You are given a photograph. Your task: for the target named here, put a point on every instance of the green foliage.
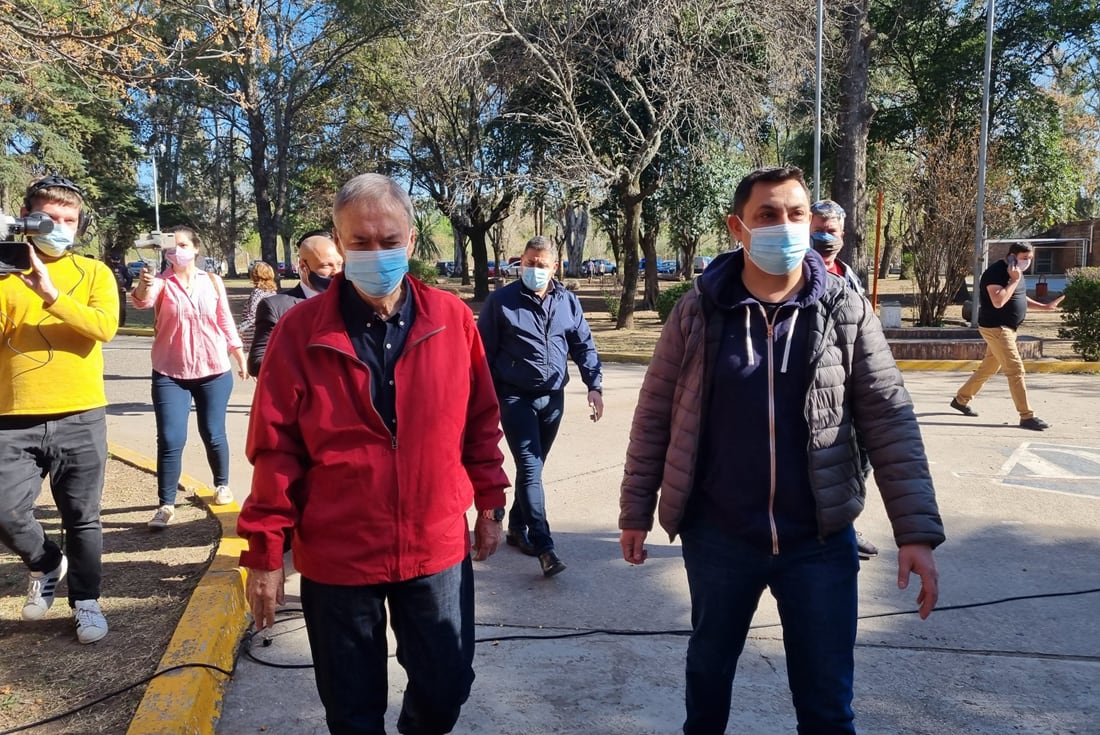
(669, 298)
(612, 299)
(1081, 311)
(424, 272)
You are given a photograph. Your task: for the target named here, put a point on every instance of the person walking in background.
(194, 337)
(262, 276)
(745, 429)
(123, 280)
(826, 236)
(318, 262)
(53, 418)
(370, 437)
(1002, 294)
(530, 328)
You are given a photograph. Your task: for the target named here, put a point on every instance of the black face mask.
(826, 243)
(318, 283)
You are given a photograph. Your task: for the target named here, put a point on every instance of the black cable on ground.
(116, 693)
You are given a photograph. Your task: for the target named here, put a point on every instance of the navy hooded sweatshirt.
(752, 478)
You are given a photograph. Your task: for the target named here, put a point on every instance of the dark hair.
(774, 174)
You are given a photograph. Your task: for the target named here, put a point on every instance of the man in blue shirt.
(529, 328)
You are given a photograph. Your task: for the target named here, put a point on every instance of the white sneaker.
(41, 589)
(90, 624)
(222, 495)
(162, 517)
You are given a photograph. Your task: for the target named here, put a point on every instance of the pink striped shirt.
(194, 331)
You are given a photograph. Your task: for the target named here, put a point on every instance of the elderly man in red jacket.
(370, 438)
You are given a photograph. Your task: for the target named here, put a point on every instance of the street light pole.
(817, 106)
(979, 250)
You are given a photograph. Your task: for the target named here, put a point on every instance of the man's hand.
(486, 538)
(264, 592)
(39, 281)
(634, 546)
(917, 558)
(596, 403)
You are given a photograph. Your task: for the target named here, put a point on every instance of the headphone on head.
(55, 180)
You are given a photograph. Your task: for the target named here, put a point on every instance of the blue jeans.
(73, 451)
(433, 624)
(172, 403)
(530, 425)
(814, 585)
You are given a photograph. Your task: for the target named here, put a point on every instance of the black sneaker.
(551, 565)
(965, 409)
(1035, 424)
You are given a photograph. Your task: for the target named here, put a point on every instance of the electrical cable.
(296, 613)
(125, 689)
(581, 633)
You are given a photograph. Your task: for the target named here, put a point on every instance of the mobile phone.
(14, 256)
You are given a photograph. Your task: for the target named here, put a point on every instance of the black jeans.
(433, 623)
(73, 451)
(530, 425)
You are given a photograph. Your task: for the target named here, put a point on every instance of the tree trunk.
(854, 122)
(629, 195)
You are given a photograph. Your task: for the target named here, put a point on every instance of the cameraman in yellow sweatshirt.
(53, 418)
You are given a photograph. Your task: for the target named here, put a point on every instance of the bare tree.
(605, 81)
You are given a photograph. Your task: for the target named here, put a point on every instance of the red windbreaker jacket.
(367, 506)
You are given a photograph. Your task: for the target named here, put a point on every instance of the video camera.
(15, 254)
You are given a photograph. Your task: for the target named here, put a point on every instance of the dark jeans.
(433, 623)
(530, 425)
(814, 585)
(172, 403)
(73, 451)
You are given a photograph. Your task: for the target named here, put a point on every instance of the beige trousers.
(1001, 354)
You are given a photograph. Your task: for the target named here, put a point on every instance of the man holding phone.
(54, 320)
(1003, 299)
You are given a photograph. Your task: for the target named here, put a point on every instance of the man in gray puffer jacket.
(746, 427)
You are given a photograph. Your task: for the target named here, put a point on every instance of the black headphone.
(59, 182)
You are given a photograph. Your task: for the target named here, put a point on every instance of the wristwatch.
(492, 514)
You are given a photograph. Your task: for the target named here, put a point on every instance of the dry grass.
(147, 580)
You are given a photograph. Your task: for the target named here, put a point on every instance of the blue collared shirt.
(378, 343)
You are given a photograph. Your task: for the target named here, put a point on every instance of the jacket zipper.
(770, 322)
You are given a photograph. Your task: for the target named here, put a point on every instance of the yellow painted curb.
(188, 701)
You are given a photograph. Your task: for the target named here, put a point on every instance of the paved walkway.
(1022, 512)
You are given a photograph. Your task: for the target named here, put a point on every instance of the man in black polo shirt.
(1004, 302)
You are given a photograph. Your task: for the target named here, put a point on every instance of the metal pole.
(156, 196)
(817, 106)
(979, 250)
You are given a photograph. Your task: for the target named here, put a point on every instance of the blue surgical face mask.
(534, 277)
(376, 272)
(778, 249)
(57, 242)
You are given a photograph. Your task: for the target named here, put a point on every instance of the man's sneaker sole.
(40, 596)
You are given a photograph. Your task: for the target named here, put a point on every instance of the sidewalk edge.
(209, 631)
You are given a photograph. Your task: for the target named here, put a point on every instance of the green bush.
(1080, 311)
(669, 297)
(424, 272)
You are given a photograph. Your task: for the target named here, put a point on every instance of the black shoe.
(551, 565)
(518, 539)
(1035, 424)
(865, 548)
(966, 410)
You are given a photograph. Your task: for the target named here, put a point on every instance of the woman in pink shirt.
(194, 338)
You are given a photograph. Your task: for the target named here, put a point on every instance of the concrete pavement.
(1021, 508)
_ _ _ _
Print the material again word for word. Please drop every picture.

▸ Exercise output:
You are given a photograph. Your task: for the target named here, put a point on every instance of the green foliage.
(669, 298)
(612, 299)
(1081, 311)
(424, 272)
You are given a photograph. Your task: for the target named here, put a point on every instance of the person walking in background.
(194, 337)
(262, 276)
(745, 429)
(123, 280)
(826, 236)
(318, 262)
(53, 418)
(370, 437)
(1002, 294)
(530, 328)
You are given a photograph. Your task: for the target named here, put a point on every instance of the black face mask.
(826, 243)
(318, 283)
You are given a photograph. Your task: for the target named here, put a point on every instance of the black cable on ground.
(116, 693)
You are given a photograph. Your task: for the target named here, put a point on every instance of the navy hooded sweatshirt.
(752, 478)
You are given a photograph. Your task: for the target named here, put a point on every instance of the dark hair.
(774, 174)
You are given a photograph. Your task: for the target named here, put a point on every instance of the man in blue shirt.
(529, 328)
You are given a photograph. Your task: for the target named here, put a point on every instance of the white sneaker.
(41, 589)
(90, 624)
(222, 495)
(162, 517)
You are given a photograph. Your task: for the target named here, put a point on every instance of the pink striped shirt.
(194, 331)
You are given a photograph. Your task: for the target named here, put a point on every instance of the elderly man in red jacket.
(370, 438)
You are given a photograph. Your task: for the target named here, put a point on every instance of the street light pole.
(817, 106)
(979, 250)
You are given a photograph. Your task: for the target named here, put a point on every instance of the man's hand.
(486, 538)
(264, 592)
(39, 281)
(634, 546)
(917, 558)
(596, 403)
You are given a photograph. Your task: for the target named here, put a point on every instance of the headphone on head.
(55, 180)
You are given a photograph. Your task: for the target named here, put a point on every instance of the blue jeans.
(73, 451)
(433, 624)
(172, 403)
(530, 425)
(814, 585)
You are given a photograph. Your task: for the target named here, put a point on every instance of the black sneaker.
(551, 565)
(965, 409)
(1035, 424)
You are given a photograph. Your task: for the target named here, put a point on every instance of the electrical cable.
(296, 613)
(125, 689)
(581, 633)
You are given a photograph. Your task: for the target named here, put a point on every instance of the mobile phone.
(14, 256)
You are given a photograph. Your task: for the target named here, put a point on every instance of the black jeans.
(433, 623)
(73, 451)
(530, 425)
You are given a photograph. Your task: for the target named here, put a point on every instance of the tree trunk.
(854, 122)
(629, 195)
You are given a photograph. Your task: for the target named here, put a point on every instance of the cameraman in yellow sweatshirt.
(53, 418)
You are given a photograph. Your task: for the target named here, put a point on every instance of the bare tree.
(605, 81)
You are given a photograph. Your task: for the target named here, put a point on every instance of the red windbreaker jacket.
(367, 506)
You are given a photograph. Your task: for the target named here, put a point on every instance of the video camera.
(15, 254)
You are given a photograph. Your task: for the target named here, put a point on every instance of the dark jeans.
(433, 623)
(530, 425)
(814, 585)
(172, 403)
(73, 451)
You are given a photograph. Your task: for the target named here, put a point on every instance of the beige trousers.
(1001, 354)
You are given a photograph. Your task: for the target named here, put a point on every instance of the man holding phone.
(54, 320)
(1003, 299)
You are given a photograph. Your task: for the target named here, put a point on every instance of the man in gray puffer jacket.
(746, 427)
You are given a photograph. Your task: for the target named here, put a point on every instance of the black headphone.
(59, 182)
You are given a photograph. Your task: for the target named here, put a point on every instance of the wristwatch.
(492, 514)
You are given a photograph. Your task: for the target named here, put a point on every instance of the dry grass.
(147, 580)
You are given a photograph. Your task: for the target named here, put a point on every instance of the blue collared shirt.
(378, 343)
You are given a photograph. Your task: for the target named here, put a point on every instance of the jacket zipper.
(770, 322)
You are given a photograph. Your task: for the target named here, put a point on every instance of the yellow painted curb.
(188, 701)
You are given a photograph. Your task: for the target named here, put a point on every instance of the paved walkway.
(1022, 512)
You are given a photograph. Your task: for the target named here, put a point on every instance of the man in black polo shirt.
(1004, 302)
You are given a photograph. Your task: for the target named here, put a point on every instance of the metal pole.
(156, 196)
(817, 106)
(979, 250)
You are given a photograph. Your task: for the target named here, put a point on every instance of the blue surgical face mask.
(534, 277)
(376, 272)
(778, 249)
(57, 242)
You are given a photograph. Your task: for the target named here, put a point on every instance of the man's sneaker sole.
(40, 596)
You are given a photograph. Your task: for the target named here, put a point on every instance of the sidewalk edge.
(209, 631)
You are given a photograph. Your task: for the target named here, put a point on every instance of the green bush.
(1080, 311)
(669, 297)
(424, 272)
You are given a photograph. Your task: for the target named here, put a point on every instance of the black shoe.
(551, 565)
(518, 539)
(1035, 424)
(865, 548)
(966, 410)
You are given a photograph. Your task: for the target named here, put a point on every instance of the woman in pink shirt.
(194, 338)
You are given a photograph. Your task: for the target named here, put a point on every instance of the concrete pavement.
(1021, 508)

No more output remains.